Datos de trabajo:
--- --- ---

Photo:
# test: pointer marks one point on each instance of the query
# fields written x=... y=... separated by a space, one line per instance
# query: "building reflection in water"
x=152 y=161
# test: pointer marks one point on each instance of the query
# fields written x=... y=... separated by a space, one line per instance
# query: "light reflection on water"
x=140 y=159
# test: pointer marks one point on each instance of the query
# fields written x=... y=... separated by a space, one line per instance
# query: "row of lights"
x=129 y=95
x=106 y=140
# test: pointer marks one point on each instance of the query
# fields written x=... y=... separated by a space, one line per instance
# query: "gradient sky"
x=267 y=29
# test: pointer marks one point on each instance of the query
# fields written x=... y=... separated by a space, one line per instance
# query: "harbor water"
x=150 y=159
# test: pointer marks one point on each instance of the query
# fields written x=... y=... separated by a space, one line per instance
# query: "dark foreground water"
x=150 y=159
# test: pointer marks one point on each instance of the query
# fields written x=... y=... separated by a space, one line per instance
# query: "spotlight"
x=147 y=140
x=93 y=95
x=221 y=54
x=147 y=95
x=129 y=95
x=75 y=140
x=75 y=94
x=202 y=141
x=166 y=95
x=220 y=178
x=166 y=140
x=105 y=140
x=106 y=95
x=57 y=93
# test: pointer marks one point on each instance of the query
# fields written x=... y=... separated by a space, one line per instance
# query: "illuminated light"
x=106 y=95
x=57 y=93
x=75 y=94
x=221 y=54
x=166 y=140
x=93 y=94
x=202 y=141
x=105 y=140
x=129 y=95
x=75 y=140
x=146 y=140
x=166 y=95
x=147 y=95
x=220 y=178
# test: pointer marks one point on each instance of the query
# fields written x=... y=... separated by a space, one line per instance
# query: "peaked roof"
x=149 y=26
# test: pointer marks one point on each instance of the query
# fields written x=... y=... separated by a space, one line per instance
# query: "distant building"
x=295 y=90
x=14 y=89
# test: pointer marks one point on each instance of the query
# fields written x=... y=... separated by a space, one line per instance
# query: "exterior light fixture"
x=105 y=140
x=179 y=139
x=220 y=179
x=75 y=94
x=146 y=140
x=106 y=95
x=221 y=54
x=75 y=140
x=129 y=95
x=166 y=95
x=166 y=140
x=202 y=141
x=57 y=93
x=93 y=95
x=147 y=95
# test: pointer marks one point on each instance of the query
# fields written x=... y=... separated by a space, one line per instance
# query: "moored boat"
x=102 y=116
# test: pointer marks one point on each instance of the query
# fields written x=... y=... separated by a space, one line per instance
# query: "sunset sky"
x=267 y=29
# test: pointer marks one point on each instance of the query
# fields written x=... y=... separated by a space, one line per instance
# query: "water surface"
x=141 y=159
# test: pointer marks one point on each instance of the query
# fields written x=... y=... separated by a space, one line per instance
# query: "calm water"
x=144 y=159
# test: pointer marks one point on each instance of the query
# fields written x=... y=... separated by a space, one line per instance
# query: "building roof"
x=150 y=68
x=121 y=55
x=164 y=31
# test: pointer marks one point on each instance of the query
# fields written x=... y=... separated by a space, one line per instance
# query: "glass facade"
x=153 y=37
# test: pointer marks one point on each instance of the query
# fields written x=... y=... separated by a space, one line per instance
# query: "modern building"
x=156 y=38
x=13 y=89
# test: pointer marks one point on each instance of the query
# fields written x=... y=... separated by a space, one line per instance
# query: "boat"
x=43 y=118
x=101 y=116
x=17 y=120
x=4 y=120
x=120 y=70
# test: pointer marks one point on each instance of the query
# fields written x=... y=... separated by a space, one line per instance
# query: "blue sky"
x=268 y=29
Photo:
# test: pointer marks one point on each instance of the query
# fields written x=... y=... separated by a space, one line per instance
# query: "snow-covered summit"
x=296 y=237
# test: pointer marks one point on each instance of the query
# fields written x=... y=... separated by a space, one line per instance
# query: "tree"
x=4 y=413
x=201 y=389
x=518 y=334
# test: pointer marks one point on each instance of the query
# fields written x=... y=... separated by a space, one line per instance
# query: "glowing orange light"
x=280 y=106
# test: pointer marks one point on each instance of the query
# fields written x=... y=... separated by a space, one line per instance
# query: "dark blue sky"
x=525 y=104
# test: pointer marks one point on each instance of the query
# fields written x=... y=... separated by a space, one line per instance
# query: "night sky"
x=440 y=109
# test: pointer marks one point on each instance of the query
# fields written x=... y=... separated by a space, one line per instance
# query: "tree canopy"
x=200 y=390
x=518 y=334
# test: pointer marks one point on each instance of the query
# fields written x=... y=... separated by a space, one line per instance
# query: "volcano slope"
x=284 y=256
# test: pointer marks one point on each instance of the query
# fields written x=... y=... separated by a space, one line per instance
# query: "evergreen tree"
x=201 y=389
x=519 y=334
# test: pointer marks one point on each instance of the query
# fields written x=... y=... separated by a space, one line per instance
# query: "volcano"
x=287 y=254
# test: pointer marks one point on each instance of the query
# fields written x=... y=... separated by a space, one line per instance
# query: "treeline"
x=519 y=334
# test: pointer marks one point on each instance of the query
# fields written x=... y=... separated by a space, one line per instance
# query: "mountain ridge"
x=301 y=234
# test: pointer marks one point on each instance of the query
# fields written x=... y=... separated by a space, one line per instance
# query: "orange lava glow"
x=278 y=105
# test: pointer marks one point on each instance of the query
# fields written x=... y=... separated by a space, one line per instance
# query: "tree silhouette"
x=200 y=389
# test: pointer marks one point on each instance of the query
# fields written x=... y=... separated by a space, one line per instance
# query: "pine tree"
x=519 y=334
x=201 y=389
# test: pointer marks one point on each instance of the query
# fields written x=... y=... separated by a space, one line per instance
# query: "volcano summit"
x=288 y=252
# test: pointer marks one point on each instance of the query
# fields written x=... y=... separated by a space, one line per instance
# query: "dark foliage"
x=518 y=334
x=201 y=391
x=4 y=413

--- --- ---

Reescala el tramo que va desde el inicio de las filas hasta la línea que contiene "x=140 y=159", con ambos extremos incluidos, y transcribe solo esas líneas sin omitir ninguna. Multiplica por 1,2 las coordenadas de las respuestas y redondéalas al entero más cercano, con las mitades hacia arriba.

Resultado del ejercicio:
Photo:
# test: pointer marks one point on each instance of the query
# fields written x=... y=... separated by a space, one line per instance
# query: "building reflection in water"
x=182 y=193
# test: pointer marks one point on each instance of the query
# fields written x=... y=... separated by a space, one line per instance
# query: "light reflection on water"
x=168 y=191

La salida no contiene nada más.